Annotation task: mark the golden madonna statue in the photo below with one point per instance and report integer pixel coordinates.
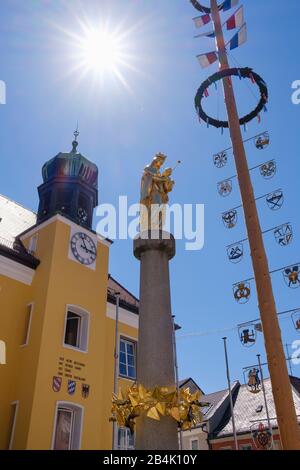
(155, 189)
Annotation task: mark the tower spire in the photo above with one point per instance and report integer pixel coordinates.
(75, 142)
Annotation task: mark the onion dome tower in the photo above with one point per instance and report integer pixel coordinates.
(69, 188)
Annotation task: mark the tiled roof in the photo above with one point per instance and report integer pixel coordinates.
(191, 384)
(14, 219)
(127, 300)
(214, 400)
(245, 406)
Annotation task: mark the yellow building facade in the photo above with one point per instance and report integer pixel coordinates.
(57, 318)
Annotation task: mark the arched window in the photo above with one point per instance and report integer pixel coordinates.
(68, 421)
(76, 329)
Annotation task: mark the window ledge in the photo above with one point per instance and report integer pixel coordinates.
(73, 348)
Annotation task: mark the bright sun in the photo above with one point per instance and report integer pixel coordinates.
(101, 51)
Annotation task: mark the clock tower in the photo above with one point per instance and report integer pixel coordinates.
(69, 188)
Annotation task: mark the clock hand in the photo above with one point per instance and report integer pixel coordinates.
(87, 250)
(83, 241)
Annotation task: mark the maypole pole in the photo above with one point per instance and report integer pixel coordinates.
(285, 409)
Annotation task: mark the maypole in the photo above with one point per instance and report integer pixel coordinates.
(285, 409)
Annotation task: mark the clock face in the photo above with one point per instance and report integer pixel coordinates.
(82, 215)
(83, 248)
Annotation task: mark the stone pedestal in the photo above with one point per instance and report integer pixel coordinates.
(155, 359)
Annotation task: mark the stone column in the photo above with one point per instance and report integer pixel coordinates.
(155, 359)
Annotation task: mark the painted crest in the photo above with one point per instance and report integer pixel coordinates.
(56, 383)
(230, 218)
(261, 436)
(296, 320)
(225, 188)
(220, 159)
(85, 390)
(262, 141)
(242, 292)
(284, 235)
(291, 276)
(268, 170)
(275, 200)
(235, 252)
(252, 379)
(247, 334)
(71, 387)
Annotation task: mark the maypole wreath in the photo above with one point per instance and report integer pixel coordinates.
(245, 72)
(206, 10)
(183, 406)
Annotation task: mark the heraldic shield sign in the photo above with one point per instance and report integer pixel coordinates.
(242, 292)
(85, 390)
(262, 141)
(220, 159)
(252, 379)
(247, 335)
(261, 436)
(235, 252)
(291, 276)
(230, 218)
(296, 319)
(275, 200)
(71, 387)
(56, 383)
(225, 188)
(268, 170)
(284, 235)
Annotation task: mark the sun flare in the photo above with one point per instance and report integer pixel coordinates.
(101, 51)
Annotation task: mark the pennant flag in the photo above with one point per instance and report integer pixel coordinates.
(236, 20)
(209, 34)
(228, 4)
(239, 38)
(202, 20)
(207, 59)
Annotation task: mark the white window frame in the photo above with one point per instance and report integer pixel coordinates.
(31, 307)
(194, 439)
(84, 328)
(119, 445)
(242, 446)
(32, 246)
(13, 428)
(134, 342)
(75, 435)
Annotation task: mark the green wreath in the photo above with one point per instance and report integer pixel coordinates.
(239, 72)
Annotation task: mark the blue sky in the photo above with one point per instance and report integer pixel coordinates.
(122, 127)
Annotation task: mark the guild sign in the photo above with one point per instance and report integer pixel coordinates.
(284, 235)
(275, 200)
(220, 159)
(253, 380)
(262, 141)
(56, 383)
(230, 218)
(85, 390)
(241, 292)
(262, 437)
(247, 336)
(291, 276)
(71, 387)
(296, 320)
(235, 252)
(225, 188)
(268, 170)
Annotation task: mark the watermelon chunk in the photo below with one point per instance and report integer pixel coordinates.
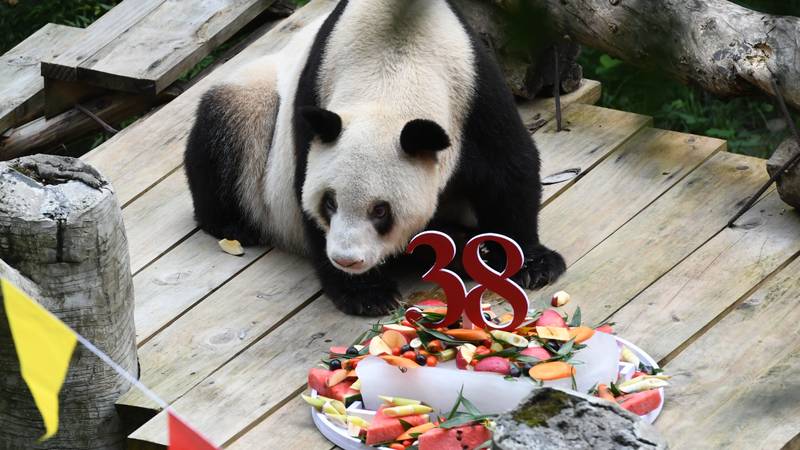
(344, 393)
(387, 429)
(461, 438)
(641, 403)
(317, 379)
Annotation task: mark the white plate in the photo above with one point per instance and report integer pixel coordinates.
(338, 435)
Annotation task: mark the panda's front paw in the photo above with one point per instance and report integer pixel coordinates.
(369, 300)
(542, 267)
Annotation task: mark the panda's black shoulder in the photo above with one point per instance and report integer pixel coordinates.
(493, 131)
(306, 94)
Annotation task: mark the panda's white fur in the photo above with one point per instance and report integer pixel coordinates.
(413, 61)
(261, 170)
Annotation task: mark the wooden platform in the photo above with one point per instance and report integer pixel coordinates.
(228, 341)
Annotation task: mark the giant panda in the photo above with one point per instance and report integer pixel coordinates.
(373, 123)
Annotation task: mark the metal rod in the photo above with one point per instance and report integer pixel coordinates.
(557, 89)
(108, 128)
(789, 165)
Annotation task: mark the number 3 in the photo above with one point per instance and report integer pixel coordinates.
(458, 300)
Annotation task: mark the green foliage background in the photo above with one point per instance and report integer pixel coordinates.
(751, 125)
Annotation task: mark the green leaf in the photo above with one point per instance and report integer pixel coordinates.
(485, 445)
(470, 407)
(464, 419)
(576, 318)
(457, 404)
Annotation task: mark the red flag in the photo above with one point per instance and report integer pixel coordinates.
(184, 437)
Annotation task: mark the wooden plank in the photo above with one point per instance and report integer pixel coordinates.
(158, 219)
(593, 133)
(169, 287)
(157, 50)
(100, 33)
(619, 188)
(737, 387)
(21, 85)
(661, 236)
(259, 379)
(136, 160)
(717, 275)
(289, 428)
(225, 323)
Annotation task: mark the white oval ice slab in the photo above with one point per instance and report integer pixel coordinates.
(502, 392)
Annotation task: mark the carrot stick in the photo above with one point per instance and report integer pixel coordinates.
(581, 334)
(552, 371)
(605, 393)
(463, 334)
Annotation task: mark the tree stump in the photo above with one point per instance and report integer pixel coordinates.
(552, 419)
(789, 182)
(62, 241)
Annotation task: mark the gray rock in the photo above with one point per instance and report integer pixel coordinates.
(789, 182)
(552, 419)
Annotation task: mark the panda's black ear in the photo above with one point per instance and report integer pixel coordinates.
(423, 137)
(326, 124)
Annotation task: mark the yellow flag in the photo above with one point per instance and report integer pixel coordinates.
(44, 347)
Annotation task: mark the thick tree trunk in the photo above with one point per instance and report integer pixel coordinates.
(722, 47)
(62, 240)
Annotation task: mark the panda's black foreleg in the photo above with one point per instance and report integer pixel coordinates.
(369, 294)
(509, 205)
(213, 165)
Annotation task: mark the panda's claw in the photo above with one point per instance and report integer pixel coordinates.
(543, 267)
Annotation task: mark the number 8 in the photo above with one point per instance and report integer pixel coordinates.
(458, 300)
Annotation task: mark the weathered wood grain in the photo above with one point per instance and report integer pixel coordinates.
(21, 84)
(259, 379)
(100, 33)
(619, 188)
(661, 236)
(171, 39)
(591, 134)
(136, 160)
(173, 284)
(224, 324)
(61, 232)
(690, 296)
(158, 219)
(737, 386)
(288, 428)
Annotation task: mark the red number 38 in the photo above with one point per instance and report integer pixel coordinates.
(459, 301)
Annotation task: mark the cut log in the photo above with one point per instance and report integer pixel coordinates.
(722, 47)
(63, 242)
(552, 419)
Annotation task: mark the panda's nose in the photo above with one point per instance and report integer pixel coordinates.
(348, 263)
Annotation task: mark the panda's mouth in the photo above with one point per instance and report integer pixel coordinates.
(353, 266)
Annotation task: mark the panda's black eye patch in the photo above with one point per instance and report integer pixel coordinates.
(381, 217)
(328, 206)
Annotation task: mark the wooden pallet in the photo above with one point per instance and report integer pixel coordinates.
(228, 341)
(142, 47)
(21, 85)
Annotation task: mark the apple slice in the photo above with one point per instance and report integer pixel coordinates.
(464, 356)
(408, 332)
(378, 347)
(394, 338)
(550, 318)
(336, 377)
(555, 333)
(536, 352)
(494, 364)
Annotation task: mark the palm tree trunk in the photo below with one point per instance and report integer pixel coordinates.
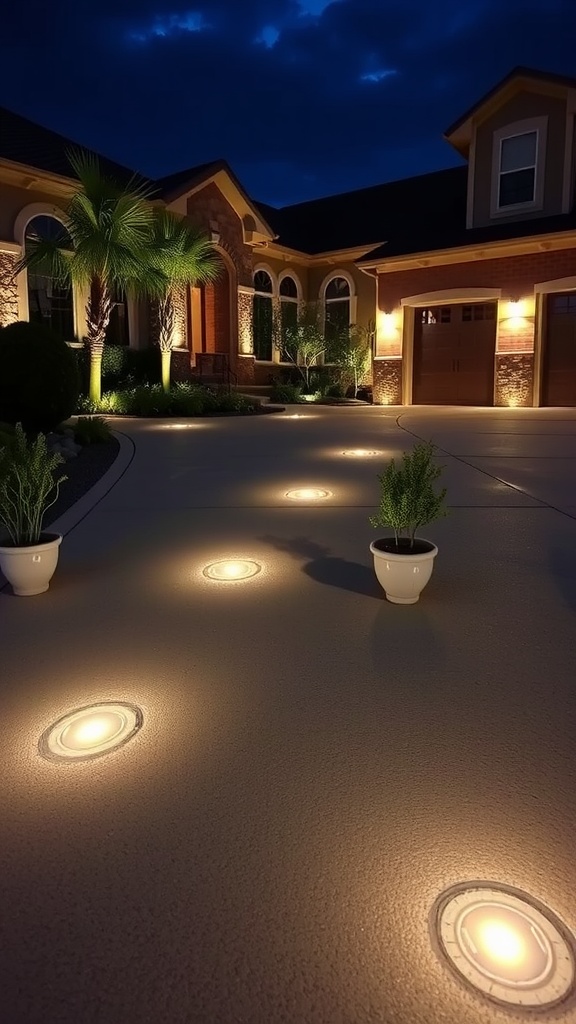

--------

=== WRITTEN TASK ===
Gather every line of the material above that contains the word "wooden". Case counts.

=== CORRECT RESULT ===
Annotation task: mark the wooden platform in the photo above with one point per instance and report integer pixel coordinates.
Annotation task: mark the wooden plank in the photo above with one point per instance and report integer pixel coordinates.
Annotation task: mark the wooden pallet in the photo above with one point per instance and report integer pixel coordinates.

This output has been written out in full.